**Information shown:**
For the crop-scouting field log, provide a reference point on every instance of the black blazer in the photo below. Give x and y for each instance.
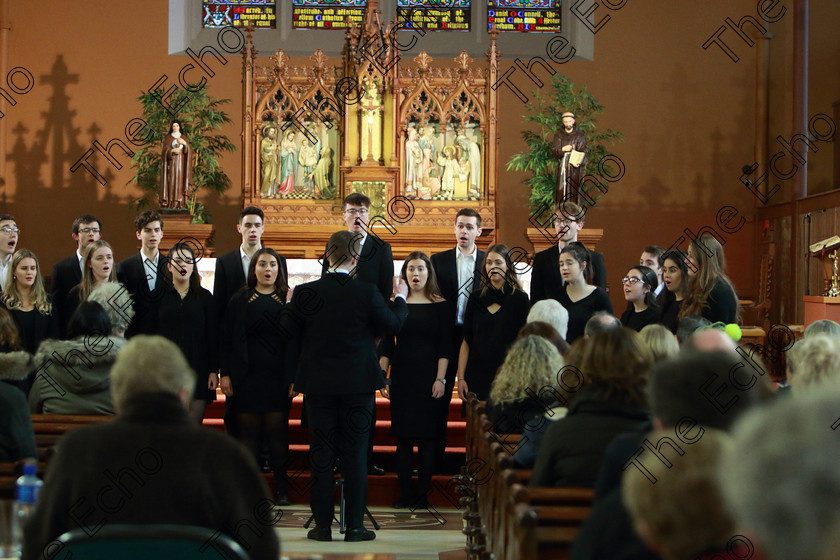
(230, 278)
(132, 274)
(446, 270)
(375, 265)
(66, 274)
(336, 319)
(545, 273)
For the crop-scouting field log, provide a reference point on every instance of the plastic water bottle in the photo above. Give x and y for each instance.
(28, 487)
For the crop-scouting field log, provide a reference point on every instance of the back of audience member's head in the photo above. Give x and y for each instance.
(601, 321)
(531, 363)
(118, 304)
(150, 364)
(781, 477)
(89, 319)
(546, 331)
(617, 361)
(813, 360)
(690, 324)
(661, 342)
(823, 326)
(550, 311)
(708, 339)
(697, 386)
(678, 508)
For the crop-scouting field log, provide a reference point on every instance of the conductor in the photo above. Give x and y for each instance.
(337, 318)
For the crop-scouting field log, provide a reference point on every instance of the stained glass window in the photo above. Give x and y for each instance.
(524, 15)
(239, 13)
(327, 14)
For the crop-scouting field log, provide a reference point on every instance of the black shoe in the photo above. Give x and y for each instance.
(357, 535)
(320, 534)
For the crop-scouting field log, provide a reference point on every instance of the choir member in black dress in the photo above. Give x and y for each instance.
(639, 291)
(187, 315)
(675, 278)
(97, 268)
(257, 369)
(494, 315)
(418, 358)
(710, 292)
(30, 306)
(580, 298)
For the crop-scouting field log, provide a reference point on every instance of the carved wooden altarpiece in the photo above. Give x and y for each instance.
(417, 137)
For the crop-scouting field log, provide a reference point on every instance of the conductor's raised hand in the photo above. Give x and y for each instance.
(400, 287)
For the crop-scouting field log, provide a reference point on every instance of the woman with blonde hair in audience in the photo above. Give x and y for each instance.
(97, 268)
(418, 358)
(660, 341)
(29, 305)
(675, 278)
(614, 364)
(525, 385)
(494, 315)
(710, 292)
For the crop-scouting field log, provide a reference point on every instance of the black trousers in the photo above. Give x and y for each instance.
(339, 426)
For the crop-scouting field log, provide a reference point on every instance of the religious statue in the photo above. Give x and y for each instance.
(288, 161)
(270, 161)
(569, 144)
(176, 168)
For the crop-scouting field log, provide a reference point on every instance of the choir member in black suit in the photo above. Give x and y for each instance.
(639, 292)
(98, 265)
(675, 278)
(338, 318)
(580, 298)
(494, 315)
(458, 272)
(68, 272)
(374, 264)
(9, 233)
(143, 273)
(546, 279)
(231, 274)
(31, 308)
(710, 292)
(187, 316)
(257, 368)
(418, 358)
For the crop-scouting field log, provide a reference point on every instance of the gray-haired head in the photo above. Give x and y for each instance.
(118, 304)
(782, 476)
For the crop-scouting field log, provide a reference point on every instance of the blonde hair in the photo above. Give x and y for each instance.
(660, 341)
(150, 364)
(531, 363)
(813, 360)
(682, 505)
(11, 295)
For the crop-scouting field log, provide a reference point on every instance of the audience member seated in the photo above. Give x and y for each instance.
(73, 375)
(524, 386)
(813, 361)
(614, 364)
(153, 463)
(781, 479)
(823, 326)
(117, 302)
(678, 395)
(640, 293)
(550, 311)
(601, 321)
(661, 342)
(690, 324)
(677, 507)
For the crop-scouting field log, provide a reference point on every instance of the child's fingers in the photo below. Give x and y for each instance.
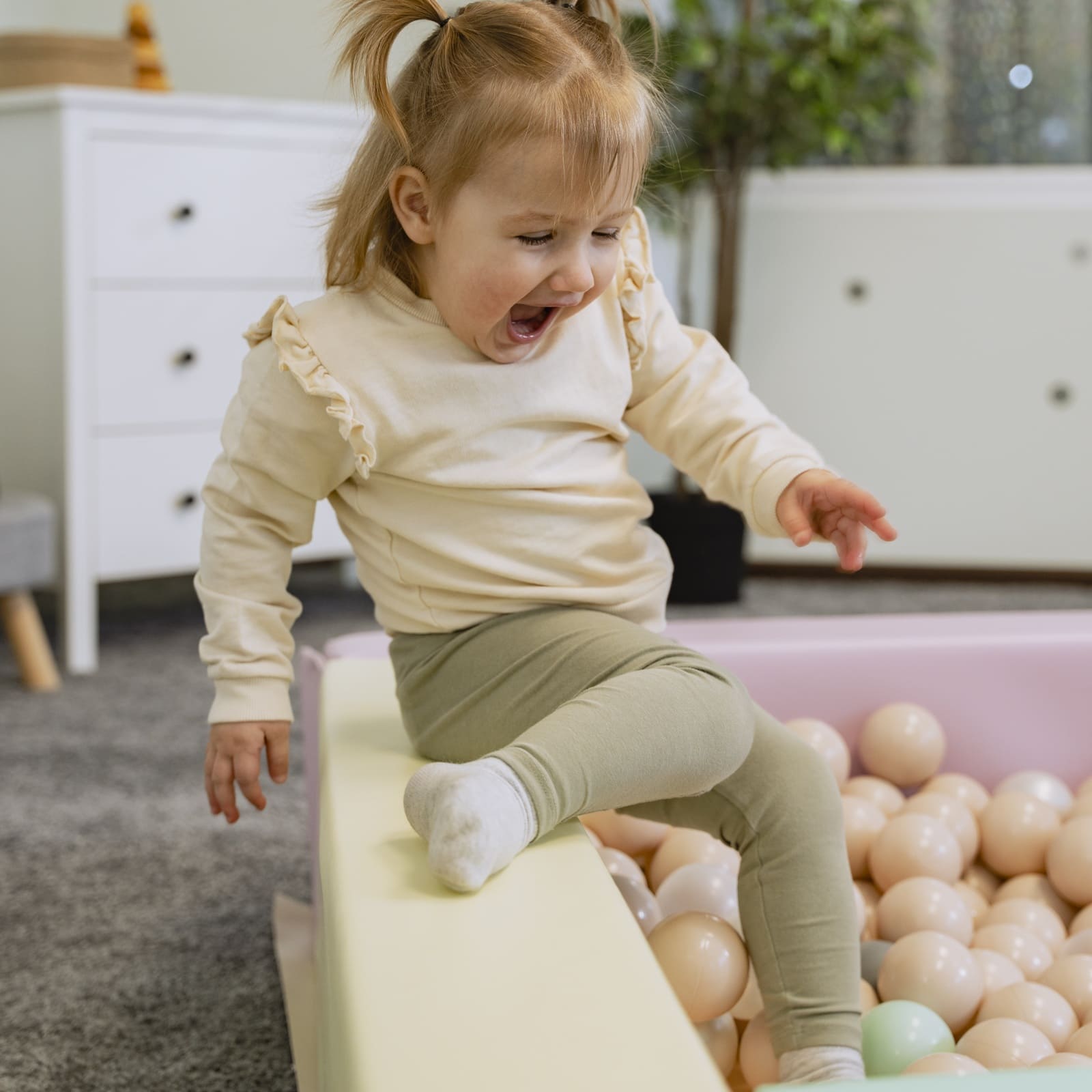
(276, 751)
(210, 755)
(223, 786)
(248, 768)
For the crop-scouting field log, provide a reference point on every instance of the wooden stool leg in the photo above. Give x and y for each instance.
(27, 638)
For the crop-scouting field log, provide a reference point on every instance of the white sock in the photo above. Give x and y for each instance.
(475, 816)
(815, 1064)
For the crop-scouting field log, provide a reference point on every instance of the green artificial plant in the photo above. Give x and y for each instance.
(770, 83)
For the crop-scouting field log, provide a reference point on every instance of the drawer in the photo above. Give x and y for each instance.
(203, 210)
(149, 509)
(171, 356)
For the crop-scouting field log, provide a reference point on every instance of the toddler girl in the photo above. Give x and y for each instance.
(462, 394)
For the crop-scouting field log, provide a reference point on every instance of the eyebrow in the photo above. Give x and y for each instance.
(531, 214)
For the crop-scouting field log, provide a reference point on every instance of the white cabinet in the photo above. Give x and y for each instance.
(140, 234)
(931, 331)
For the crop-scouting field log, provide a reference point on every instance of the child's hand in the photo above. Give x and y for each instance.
(820, 502)
(235, 753)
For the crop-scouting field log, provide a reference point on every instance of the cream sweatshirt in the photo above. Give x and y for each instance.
(467, 489)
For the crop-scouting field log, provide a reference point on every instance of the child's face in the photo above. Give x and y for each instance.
(476, 267)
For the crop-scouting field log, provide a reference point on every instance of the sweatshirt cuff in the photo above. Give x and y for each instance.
(255, 699)
(768, 489)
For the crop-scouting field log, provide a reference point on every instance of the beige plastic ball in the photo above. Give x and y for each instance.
(620, 864)
(1003, 1043)
(915, 846)
(1069, 861)
(955, 815)
(642, 901)
(920, 904)
(751, 1004)
(998, 971)
(1079, 944)
(1035, 1004)
(704, 960)
(1082, 921)
(827, 742)
(886, 796)
(1072, 977)
(902, 743)
(1046, 786)
(935, 971)
(626, 833)
(983, 879)
(1035, 917)
(1037, 887)
(686, 846)
(1080, 1042)
(871, 897)
(966, 790)
(1024, 948)
(1016, 831)
(721, 1037)
(710, 889)
(757, 1059)
(862, 822)
(953, 1065)
(1065, 1061)
(973, 900)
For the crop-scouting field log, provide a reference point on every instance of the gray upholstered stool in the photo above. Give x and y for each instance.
(27, 558)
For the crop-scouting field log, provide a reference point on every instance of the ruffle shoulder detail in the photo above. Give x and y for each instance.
(295, 355)
(637, 268)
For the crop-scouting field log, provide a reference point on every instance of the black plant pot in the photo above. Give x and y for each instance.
(707, 543)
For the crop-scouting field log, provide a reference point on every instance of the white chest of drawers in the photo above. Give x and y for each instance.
(140, 234)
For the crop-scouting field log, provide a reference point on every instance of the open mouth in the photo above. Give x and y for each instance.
(528, 324)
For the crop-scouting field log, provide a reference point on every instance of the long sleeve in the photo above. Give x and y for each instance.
(282, 453)
(691, 402)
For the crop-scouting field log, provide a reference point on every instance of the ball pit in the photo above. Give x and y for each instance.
(964, 933)
(1009, 688)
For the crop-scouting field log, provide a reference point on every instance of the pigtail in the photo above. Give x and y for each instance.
(371, 27)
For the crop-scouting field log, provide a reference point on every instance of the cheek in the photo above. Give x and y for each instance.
(489, 298)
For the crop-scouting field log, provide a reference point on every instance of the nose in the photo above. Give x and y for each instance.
(573, 276)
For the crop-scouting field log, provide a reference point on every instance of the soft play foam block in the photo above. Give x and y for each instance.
(540, 981)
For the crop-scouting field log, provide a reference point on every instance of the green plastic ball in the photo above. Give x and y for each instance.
(897, 1033)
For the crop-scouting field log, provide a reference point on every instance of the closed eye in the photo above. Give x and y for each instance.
(538, 240)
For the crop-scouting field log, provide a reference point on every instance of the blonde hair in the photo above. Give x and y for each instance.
(497, 74)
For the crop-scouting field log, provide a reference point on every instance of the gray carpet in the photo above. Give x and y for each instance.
(134, 928)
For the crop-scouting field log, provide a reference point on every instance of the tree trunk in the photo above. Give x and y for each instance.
(729, 191)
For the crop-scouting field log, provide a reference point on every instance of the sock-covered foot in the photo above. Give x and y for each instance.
(814, 1064)
(475, 816)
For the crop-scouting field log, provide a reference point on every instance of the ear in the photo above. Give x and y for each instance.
(412, 202)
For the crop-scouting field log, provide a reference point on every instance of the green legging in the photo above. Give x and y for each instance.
(595, 713)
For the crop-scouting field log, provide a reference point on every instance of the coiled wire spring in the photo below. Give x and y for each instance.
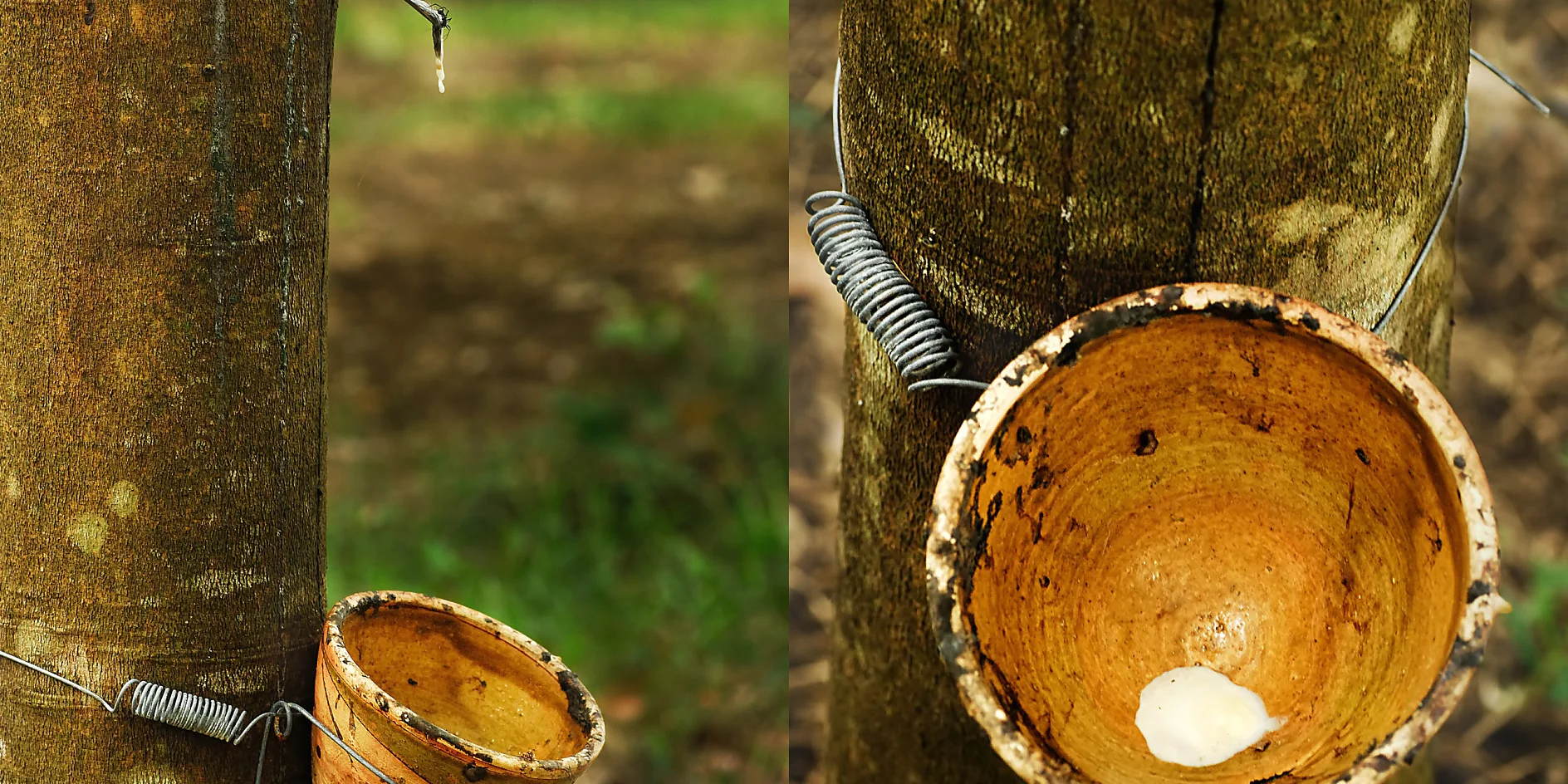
(204, 715)
(899, 319)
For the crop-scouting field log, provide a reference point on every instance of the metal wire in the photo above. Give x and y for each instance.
(204, 715)
(1448, 199)
(182, 709)
(1534, 100)
(904, 323)
(875, 291)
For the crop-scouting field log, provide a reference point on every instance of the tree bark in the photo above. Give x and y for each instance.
(162, 292)
(1024, 162)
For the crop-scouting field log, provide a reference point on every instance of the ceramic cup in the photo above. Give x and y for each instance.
(432, 692)
(1223, 477)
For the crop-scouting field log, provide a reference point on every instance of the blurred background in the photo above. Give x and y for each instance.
(1509, 385)
(557, 356)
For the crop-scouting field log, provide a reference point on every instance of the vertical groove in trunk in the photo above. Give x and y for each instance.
(162, 292)
(1024, 164)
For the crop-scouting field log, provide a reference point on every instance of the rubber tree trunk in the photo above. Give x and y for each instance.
(1026, 162)
(162, 311)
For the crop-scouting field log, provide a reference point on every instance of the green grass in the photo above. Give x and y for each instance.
(605, 111)
(637, 531)
(1537, 626)
(386, 30)
(664, 91)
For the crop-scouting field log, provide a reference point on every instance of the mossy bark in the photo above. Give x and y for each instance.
(1026, 162)
(162, 294)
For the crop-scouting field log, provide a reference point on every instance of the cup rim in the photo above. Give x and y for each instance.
(944, 554)
(586, 713)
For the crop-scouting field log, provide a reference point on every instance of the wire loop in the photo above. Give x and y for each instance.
(203, 715)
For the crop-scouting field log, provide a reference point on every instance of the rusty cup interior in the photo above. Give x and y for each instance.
(1211, 476)
(438, 669)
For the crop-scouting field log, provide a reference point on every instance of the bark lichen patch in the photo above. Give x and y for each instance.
(35, 644)
(1404, 30)
(963, 154)
(1437, 164)
(153, 777)
(123, 499)
(1308, 218)
(238, 679)
(215, 584)
(86, 532)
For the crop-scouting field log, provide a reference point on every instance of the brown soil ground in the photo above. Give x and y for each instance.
(1509, 378)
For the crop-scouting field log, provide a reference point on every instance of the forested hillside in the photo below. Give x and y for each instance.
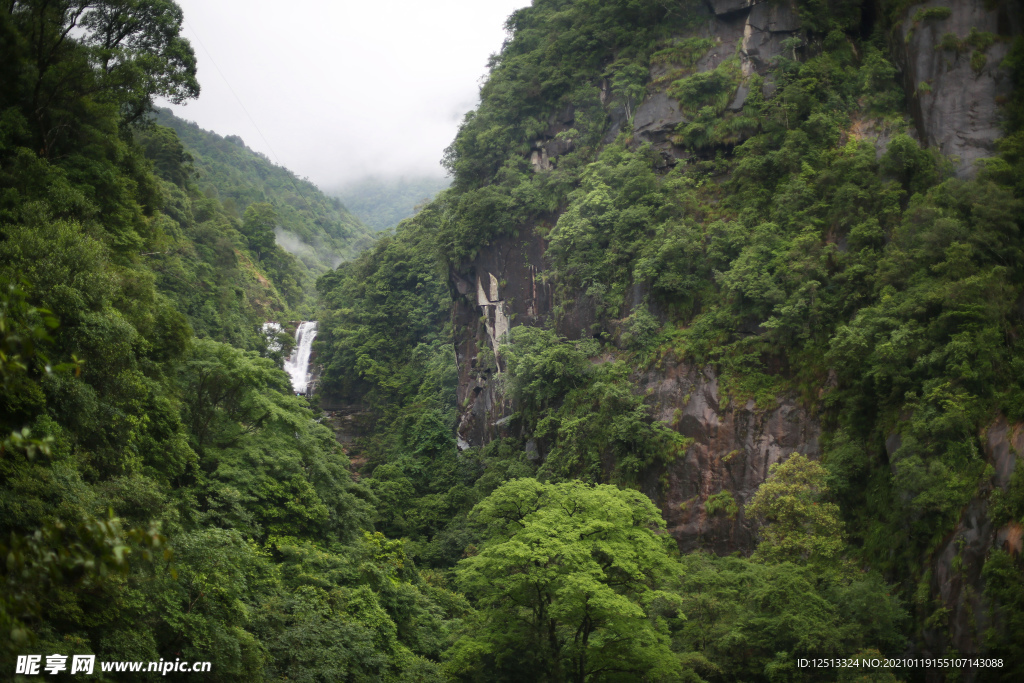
(163, 494)
(708, 361)
(316, 229)
(383, 203)
(684, 241)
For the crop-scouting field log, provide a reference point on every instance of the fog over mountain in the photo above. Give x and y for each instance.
(336, 91)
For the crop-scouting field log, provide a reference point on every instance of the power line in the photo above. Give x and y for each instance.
(291, 175)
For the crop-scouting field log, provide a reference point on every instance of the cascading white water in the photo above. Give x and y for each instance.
(297, 365)
(270, 331)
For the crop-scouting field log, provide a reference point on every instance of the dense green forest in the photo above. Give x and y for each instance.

**Your assignment:**
Output only the lines that run from the one containing "of the power" through the last line of the material above, both included.

**Result for this exercise:**
For the crop-scouting field log, provide a reference point on every instance of the power line in the photo above. Give x and y for each instance.
(291, 175)
For the crop-scouting field log, provide a reference point on every instance of the cascading white water in the photo above. Give x and y for each instance.
(297, 365)
(270, 331)
For the crop-scouting field log, provide a reference point on every instance of the dense green forest in the photo above. Give x and y for each instance.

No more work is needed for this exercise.